THE TASK: Put the lines into a numbered list without blank lines. Begin at the first line and stop after the line that contains "[496,73,626,149]", and leave the pictures out.

%%

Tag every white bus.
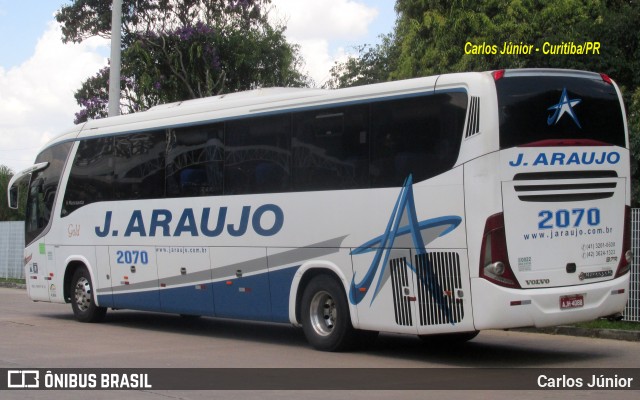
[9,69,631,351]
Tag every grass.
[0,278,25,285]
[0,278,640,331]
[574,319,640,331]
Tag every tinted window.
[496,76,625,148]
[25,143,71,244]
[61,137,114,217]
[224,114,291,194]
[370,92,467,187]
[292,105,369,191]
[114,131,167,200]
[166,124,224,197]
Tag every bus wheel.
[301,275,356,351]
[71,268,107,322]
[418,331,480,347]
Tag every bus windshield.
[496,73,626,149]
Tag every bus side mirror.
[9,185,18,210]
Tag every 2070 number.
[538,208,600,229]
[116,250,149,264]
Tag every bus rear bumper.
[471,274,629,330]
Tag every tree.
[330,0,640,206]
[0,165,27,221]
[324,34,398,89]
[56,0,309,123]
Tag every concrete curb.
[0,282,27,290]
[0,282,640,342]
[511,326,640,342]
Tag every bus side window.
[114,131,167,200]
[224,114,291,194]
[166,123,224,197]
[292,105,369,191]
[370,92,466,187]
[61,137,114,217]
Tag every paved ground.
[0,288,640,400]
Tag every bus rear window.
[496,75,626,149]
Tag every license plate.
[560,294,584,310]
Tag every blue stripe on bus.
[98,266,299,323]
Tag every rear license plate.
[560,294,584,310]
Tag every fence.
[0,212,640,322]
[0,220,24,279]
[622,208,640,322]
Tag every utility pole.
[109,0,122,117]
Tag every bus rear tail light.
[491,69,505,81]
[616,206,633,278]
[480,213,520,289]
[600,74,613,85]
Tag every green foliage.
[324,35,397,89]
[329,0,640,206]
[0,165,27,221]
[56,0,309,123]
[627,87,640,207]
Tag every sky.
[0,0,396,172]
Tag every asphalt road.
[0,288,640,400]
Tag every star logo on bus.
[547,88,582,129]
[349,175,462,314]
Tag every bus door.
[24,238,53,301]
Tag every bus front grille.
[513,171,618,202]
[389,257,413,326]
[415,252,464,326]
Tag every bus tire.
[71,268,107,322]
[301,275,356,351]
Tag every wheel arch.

%%

WORKED SOLUTION:
1. Tag every white bus.
2. [9,69,631,351]
3. Tag every grass.
4. [0,278,25,285]
5. [0,278,640,331]
6. [574,319,640,331]
7. Tag every tinted window.
8. [496,76,625,148]
9. [25,143,71,244]
10. [61,137,114,217]
11. [224,114,291,194]
12. [370,92,467,187]
13. [292,105,369,191]
14. [114,131,167,200]
15. [166,124,224,197]
16. Tag every bus wheel.
17. [301,275,356,351]
18. [71,268,107,322]
19. [418,331,480,347]
20. Tag every bus windshield.
21. [496,73,626,149]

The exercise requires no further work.